# Trecho fornecido:

◆ ◆ ◆ ◆ ◆

Monsenhor Georges Lemaître propôs que o comportamento observado das galáxias era o resultado de uma expansão do universo implícita pela Relatividade Geral
Da redação, com Observatório do Vaticano
Um século atrás, um então recém-ordenado padre deu início à sua jornada científica no St. Edmund’s College da Universidade de Cambridge, no Reino Unido. O diretor do Observatório do Vaticano, Guy Consolmagno, celebrou recentemente não apenas a vida deste padre, o físico belga Georges Lemaître, mas também a teoria do Big Bang que ele desenvolveu.
Consolmagno ministrou a Palestra Von Hügel de 2024, em novembro, para um público lotado, com foco no Monsenhor Lemaître, cujo evento atendeu pelo título “Por que olhamos para cima? Reflexão de um astrônomo sobre o universo e o chamado para estudá-lo”.
Quem foi o Monsenhor Lemaître?

◆ ◆ ◆ ◆ ◆

# Tarefa solicitada 1:
No texto sobre Lemaître, em que instituição ele deu início à sua jornada científica?
# Tarefa solicitada 2:
Reescreva de forma mais curta o parágrafo do texto sobre Lemaître que começa com "Um século atrás", mantendo os fatos principais.
# Tarefa solicitada 3:
Por favor, dê sequência ao texto sobre Lemaître a partir do ponto em que ele termina.

◆ ◆ ◆ ◆ ◆

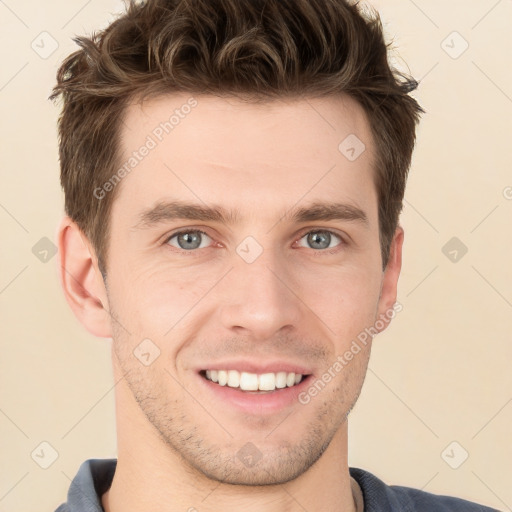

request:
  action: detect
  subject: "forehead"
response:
[113,93,377,228]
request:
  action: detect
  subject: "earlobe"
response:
[377,226,404,331]
[57,217,111,338]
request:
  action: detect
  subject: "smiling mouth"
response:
[199,370,309,394]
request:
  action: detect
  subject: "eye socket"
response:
[166,229,212,251]
[166,229,343,251]
[298,229,343,250]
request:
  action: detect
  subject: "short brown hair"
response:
[51,0,423,275]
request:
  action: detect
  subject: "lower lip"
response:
[198,374,312,415]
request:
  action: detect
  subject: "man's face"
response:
[107,95,398,484]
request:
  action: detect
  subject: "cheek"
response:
[300,265,380,341]
[112,264,222,339]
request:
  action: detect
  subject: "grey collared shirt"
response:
[55,459,499,512]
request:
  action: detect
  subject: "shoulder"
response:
[350,468,499,512]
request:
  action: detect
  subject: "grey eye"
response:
[300,231,341,250]
[167,230,211,251]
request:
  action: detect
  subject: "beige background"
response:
[0,0,512,512]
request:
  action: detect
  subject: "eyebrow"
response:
[132,201,369,230]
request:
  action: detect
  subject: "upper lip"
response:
[198,360,312,375]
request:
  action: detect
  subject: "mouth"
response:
[199,369,309,394]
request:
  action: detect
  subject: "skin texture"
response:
[59,94,403,512]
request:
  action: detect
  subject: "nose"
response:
[220,251,302,340]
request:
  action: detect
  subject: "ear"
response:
[377,226,404,332]
[57,217,111,338]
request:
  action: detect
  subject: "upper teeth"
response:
[206,370,302,391]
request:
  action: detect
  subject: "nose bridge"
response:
[222,242,300,339]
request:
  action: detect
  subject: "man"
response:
[54,0,500,512]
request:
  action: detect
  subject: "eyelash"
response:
[163,228,347,254]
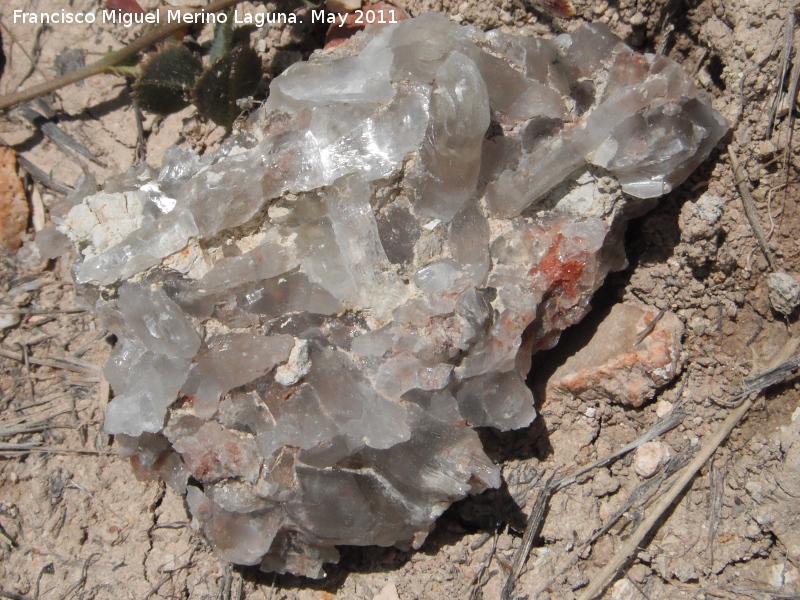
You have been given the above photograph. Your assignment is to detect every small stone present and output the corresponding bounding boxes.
[767,273,800,317]
[0,146,30,250]
[372,581,400,600]
[592,469,620,498]
[611,578,641,600]
[547,304,683,406]
[656,400,673,419]
[633,441,672,479]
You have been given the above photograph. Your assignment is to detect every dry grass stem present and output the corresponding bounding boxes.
[728,146,776,271]
[579,338,800,600]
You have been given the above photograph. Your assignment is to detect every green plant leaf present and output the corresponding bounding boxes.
[208,10,233,65]
[192,46,262,129]
[134,44,203,115]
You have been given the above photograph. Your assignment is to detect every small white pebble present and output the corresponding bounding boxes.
[633,442,672,478]
[372,581,400,600]
[656,400,673,419]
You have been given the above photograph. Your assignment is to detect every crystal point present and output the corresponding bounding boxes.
[57,14,727,577]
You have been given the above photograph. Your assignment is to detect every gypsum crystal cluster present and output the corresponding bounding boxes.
[48,14,727,577]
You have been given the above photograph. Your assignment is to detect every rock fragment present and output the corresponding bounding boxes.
[767,273,800,317]
[54,12,727,585]
[546,304,684,406]
[633,441,672,478]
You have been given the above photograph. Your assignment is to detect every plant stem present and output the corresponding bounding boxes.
[0,0,242,111]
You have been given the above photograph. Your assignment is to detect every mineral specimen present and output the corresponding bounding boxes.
[47,14,727,577]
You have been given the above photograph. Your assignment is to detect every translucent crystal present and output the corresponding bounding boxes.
[57,14,727,577]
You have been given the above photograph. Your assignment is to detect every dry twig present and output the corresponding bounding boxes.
[728,146,776,271]
[579,340,800,600]
[500,471,556,600]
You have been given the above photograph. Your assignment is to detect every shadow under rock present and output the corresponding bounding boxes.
[237,158,718,593]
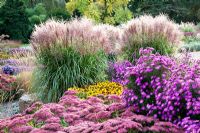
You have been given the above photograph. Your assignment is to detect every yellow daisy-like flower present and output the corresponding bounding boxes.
[68,81,123,97]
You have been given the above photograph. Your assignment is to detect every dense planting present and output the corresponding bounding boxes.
[113,48,200,131]
[68,81,123,97]
[32,19,115,101]
[0,74,19,103]
[0,91,183,133]
[123,15,182,60]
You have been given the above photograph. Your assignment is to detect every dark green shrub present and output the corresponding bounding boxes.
[0,0,30,42]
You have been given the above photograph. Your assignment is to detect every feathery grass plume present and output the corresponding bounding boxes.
[16,71,32,92]
[5,48,36,74]
[179,22,197,32]
[31,18,111,54]
[95,24,122,53]
[122,15,182,58]
[31,18,112,102]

◆ ◆ ◆ ◆ ◆

# Resposta 1:
No St. Edmund’s College da Universidade de Cambridge, no Reino Unido.

# Resposta 2:
Há cem anos, o físico belga Georges Lemaître, padre recém-ordenado, começou sua trajetória científica no St. Edmund’s College, da Universidade de Cambridge. Guy Consolmagno, diretor do Observatório do Vaticano, celebrou recentemente a vida dele e a teoria do Big Bang que desenvolveu.

# Resposta 3:
Georges Lemaître, nascido em 1894, estudou engenharia, matemática, física e filosofia na Universidade Católica de Louvain e no seminário Maison Saint-Rombaut estudos — que foram interrompidos pela Primeira Guerra Mundial e por ter servido no Exército Belga.
Monsenhor Lemaître ficou em Cambridge por menos de um ano, trabalhando com Arthur Eddington. Eddington é talvez mais conhecido pelo trabalho no qual utilizou um eclipse total do sol, em 1919, para testar se a gravidade desviaria a luz das estrelas, como a Teoria da Relatividade Geral de Albert Einstein previu. Lemaître celebrava missa diariamente na capela de St. Edmund, que existe até os dias de hoje. Em 1924, Lemaître publicou um artigo intitulado “O movimento de um sólido rígido de acordo com o princípio da relatividade”, com o endosso de Eddington.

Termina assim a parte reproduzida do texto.